BEGIN Records

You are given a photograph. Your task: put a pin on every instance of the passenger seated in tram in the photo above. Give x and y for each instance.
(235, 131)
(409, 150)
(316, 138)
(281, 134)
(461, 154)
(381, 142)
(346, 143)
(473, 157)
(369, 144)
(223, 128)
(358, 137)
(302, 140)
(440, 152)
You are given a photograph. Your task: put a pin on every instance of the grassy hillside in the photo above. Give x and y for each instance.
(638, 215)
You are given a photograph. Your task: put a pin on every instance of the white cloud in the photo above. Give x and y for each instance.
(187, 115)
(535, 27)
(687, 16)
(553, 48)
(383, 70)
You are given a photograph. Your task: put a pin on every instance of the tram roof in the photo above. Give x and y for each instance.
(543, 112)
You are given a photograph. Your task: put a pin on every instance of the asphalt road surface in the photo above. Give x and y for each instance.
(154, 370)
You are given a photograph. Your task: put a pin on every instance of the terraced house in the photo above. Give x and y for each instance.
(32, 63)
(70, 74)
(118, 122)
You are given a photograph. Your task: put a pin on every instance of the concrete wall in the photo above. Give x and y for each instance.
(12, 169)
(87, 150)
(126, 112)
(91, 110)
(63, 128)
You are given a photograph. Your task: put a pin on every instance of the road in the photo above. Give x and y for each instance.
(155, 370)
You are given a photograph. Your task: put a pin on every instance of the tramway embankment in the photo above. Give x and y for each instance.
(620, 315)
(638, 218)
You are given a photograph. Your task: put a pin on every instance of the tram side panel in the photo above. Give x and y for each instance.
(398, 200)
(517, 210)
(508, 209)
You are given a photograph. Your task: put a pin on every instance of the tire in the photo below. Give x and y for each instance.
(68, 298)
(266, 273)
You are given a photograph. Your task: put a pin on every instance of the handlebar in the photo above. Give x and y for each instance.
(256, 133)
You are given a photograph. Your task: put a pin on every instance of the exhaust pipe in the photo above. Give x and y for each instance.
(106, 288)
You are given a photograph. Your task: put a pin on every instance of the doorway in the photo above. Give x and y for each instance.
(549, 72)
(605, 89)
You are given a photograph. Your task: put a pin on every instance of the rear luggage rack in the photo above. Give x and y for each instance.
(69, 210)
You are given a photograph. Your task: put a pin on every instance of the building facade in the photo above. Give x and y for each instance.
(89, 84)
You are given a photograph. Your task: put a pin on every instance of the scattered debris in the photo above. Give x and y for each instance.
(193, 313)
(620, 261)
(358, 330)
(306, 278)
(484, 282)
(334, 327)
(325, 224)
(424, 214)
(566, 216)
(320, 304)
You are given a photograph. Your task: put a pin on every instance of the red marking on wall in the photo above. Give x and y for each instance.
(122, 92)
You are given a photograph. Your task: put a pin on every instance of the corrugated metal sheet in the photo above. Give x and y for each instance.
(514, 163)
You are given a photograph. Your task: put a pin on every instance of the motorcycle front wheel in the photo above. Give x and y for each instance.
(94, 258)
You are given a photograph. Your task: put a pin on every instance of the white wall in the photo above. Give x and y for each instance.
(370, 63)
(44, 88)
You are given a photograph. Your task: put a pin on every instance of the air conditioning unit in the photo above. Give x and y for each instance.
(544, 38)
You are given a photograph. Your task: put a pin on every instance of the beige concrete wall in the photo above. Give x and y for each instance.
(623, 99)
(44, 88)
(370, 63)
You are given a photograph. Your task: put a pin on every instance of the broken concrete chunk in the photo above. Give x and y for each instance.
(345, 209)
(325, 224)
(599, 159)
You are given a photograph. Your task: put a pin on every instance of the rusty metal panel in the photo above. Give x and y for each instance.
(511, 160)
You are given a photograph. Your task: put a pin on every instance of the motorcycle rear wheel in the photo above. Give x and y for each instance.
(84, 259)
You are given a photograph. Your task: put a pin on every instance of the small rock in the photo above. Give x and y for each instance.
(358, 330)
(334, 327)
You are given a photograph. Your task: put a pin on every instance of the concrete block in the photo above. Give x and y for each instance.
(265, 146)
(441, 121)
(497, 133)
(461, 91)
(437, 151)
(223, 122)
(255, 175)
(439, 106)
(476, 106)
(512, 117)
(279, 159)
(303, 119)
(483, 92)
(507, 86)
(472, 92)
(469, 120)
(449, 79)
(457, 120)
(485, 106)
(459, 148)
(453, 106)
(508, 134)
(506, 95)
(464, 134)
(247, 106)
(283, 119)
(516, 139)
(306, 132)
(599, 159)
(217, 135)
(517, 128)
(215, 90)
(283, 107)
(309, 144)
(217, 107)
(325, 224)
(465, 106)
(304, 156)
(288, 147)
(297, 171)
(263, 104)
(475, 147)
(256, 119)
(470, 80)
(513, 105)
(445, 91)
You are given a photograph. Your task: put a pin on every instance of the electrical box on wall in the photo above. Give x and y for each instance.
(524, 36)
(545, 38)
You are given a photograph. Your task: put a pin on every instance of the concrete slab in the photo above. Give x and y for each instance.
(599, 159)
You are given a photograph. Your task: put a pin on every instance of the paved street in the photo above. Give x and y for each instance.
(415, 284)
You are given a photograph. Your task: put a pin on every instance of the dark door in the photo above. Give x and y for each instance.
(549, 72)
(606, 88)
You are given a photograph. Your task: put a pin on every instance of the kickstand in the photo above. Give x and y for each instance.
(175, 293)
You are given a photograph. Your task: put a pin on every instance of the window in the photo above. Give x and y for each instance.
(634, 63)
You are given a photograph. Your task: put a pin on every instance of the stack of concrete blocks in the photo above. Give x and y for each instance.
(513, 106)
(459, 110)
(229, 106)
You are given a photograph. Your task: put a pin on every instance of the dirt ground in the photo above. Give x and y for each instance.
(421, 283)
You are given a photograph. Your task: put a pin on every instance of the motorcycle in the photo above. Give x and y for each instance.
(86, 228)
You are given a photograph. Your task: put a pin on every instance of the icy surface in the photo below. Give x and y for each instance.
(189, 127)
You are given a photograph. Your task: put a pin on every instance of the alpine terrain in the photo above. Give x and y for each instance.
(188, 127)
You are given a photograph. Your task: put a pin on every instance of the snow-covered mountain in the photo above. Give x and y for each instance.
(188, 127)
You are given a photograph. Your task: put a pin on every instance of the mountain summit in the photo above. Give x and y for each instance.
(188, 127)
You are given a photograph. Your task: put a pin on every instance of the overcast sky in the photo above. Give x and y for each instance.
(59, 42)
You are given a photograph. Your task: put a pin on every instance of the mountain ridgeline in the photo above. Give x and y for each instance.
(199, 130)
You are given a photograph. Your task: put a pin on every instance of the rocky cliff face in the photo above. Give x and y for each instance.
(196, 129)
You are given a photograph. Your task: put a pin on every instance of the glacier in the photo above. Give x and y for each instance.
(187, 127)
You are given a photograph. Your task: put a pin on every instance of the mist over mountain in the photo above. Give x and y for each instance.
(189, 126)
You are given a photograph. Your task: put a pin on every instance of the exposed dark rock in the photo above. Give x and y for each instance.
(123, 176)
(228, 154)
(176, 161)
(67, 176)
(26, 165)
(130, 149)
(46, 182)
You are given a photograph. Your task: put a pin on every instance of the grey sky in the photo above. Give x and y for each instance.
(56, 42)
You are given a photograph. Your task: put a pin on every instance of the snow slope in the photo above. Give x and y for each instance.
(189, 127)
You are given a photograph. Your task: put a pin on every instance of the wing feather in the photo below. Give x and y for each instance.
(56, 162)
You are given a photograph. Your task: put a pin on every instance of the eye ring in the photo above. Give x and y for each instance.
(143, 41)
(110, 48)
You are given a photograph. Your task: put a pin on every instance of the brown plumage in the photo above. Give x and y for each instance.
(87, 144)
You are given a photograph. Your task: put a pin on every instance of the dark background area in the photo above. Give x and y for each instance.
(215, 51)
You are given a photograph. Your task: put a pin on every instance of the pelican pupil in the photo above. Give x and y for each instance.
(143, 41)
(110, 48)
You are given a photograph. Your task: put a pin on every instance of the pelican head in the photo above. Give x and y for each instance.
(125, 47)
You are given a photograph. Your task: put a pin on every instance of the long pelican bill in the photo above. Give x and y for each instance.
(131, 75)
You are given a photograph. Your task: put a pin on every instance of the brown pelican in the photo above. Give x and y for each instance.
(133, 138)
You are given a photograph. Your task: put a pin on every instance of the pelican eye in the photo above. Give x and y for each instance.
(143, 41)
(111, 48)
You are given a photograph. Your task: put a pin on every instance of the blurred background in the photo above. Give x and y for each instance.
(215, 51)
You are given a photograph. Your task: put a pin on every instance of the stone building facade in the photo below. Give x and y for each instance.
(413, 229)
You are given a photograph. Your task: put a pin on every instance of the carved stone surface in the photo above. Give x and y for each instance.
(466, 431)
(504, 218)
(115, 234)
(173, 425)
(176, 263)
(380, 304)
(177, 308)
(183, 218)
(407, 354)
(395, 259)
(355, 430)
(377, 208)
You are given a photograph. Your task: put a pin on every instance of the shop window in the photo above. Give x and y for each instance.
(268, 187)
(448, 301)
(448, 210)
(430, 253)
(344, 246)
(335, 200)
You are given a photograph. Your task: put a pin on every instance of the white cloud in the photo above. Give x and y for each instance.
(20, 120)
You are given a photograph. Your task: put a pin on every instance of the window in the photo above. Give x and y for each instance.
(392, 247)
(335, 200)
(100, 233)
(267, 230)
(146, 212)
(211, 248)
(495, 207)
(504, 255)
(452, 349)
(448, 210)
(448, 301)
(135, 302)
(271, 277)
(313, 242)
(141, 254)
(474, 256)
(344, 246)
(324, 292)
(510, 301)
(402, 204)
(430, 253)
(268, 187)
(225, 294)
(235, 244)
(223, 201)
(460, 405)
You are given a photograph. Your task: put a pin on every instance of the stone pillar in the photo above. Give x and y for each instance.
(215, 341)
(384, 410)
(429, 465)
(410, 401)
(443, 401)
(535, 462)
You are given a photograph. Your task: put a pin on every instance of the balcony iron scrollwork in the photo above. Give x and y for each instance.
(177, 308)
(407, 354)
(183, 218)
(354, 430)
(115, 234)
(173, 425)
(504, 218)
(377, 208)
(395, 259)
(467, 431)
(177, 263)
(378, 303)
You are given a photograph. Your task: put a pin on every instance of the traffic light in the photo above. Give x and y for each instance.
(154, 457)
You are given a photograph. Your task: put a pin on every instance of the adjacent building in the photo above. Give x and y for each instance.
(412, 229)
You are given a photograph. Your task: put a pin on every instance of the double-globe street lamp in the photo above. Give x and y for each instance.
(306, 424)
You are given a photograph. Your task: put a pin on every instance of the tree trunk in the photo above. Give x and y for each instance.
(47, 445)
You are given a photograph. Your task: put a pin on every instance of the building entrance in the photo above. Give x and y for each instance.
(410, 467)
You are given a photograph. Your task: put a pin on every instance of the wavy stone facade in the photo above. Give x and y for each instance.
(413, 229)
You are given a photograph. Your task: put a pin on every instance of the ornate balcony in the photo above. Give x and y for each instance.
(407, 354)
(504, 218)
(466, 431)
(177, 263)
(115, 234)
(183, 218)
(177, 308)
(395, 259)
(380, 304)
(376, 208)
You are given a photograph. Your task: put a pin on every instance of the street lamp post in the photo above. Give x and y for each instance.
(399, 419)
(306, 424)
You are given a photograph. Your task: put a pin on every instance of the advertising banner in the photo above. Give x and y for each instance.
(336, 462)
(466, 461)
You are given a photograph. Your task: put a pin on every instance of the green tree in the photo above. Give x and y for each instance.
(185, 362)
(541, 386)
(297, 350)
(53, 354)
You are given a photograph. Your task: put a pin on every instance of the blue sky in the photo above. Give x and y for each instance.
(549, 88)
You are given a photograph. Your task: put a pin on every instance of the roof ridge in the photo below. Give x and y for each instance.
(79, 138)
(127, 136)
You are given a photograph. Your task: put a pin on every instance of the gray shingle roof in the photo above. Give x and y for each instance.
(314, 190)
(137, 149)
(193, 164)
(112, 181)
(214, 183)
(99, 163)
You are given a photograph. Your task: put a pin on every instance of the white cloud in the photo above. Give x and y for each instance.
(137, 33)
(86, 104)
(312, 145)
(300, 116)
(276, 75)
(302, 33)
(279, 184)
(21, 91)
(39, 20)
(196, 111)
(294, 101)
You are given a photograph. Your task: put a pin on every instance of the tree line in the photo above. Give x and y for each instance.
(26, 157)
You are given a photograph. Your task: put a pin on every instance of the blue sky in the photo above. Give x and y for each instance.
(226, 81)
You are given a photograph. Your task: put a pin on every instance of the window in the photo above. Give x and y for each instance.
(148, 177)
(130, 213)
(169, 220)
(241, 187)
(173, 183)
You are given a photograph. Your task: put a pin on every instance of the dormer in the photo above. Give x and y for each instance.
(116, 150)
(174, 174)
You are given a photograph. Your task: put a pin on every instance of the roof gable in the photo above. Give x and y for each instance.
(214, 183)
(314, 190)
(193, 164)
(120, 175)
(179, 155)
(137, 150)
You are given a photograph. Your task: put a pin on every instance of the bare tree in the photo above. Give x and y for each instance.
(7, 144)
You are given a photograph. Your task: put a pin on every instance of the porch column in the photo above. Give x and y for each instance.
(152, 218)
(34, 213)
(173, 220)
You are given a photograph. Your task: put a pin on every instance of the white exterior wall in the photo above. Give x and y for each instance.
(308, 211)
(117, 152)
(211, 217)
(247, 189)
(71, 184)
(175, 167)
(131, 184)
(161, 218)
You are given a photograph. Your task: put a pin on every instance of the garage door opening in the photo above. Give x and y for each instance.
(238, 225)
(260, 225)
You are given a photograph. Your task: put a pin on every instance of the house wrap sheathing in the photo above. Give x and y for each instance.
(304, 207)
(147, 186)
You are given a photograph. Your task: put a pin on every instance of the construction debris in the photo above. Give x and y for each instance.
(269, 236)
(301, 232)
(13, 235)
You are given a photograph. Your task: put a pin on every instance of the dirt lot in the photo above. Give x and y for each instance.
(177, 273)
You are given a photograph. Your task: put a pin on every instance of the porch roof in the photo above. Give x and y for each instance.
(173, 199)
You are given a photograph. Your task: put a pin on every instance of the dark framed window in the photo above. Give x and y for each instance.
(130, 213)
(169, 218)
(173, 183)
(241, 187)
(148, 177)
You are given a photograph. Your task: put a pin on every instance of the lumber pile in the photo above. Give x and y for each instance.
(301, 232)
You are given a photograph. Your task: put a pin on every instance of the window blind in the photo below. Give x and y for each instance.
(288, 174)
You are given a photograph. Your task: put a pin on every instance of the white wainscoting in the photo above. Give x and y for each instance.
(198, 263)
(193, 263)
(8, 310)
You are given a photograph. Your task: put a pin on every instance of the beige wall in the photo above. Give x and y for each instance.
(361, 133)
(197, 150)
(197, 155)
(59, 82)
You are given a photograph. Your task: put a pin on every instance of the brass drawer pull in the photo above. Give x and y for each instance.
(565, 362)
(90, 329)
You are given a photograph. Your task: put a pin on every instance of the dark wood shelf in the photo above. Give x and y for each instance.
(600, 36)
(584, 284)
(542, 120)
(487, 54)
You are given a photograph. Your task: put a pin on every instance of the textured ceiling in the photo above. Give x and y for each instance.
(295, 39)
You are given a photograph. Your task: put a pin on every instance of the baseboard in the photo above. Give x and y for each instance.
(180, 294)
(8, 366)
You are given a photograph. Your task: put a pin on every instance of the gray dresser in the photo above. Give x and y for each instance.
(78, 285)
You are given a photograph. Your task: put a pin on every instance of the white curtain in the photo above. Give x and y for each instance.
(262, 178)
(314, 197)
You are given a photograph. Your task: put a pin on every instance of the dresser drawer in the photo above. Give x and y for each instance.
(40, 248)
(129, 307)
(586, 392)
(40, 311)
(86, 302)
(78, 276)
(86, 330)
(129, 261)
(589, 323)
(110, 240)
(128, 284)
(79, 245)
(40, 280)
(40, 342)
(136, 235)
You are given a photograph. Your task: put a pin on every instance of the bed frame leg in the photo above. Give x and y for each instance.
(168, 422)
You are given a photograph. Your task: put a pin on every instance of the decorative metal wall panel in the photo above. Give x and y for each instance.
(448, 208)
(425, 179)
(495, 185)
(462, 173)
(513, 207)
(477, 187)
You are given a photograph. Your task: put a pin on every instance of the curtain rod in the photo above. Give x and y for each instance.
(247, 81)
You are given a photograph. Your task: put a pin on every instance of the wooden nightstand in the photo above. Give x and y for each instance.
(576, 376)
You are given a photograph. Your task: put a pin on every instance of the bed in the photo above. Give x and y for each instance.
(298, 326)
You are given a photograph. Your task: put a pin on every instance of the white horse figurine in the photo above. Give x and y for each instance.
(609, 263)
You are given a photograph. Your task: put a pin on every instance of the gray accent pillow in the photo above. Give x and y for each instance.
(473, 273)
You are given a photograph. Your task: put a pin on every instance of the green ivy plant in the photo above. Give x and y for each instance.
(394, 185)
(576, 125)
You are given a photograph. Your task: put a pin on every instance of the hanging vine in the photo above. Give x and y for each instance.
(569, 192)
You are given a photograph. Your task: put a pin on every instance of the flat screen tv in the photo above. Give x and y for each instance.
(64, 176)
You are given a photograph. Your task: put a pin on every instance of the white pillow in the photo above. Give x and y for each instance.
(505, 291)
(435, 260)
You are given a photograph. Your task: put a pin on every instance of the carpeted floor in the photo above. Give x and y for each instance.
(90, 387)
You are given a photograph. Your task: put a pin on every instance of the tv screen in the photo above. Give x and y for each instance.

END Records

▶ [Directions for this task]: Please print exactly the lines of the entries above, beginning with the line that contains "of the wooden" and ending with the last line.

▶ [Result of the task]:
You are given a photograph. Your task: put a pin on every instance of the wooden nightstand in the photo above. Give x and y for each instance.
(576, 376)
You are given a photograph. Your task: put a pin on every instance of the bed in the photo above. Give x and y for each instance.
(298, 326)
You are given a photograph. Your task: put a pin on every instance of the white horse figurine in the photo above. Give x and y for each instance.
(609, 263)
You are given a photograph. Your task: put a pin on every instance of the gray accent pillow in the photo above. Give x and y for each instance.
(473, 273)
You are given a photograph. Your task: put a pin on every instance of the green ivy plant in the photo above. Give x and y for each instance.
(394, 185)
(576, 125)
You are given a photograph. Your task: put a pin on every instance of the hanging vine in the photo above. Give x and y for each instance.
(569, 192)
You are given a photograph. Your task: put a pin on every instance of the flat screen tv in the photo above. Give x and y for each instance.
(64, 176)
You are given a photograph. Your task: put a pin on every instance of the white pillow in the photo above. Give x and y for each instance.
(505, 291)
(435, 260)
You are given a photograph. Your task: put a pin on every instance of the carpeted floor in the photo above. Give x and y for each instance.
(90, 387)
You are given a photograph. Your task: put a pin on every instance of the tv screen in the photo above. Give x and y for each instance.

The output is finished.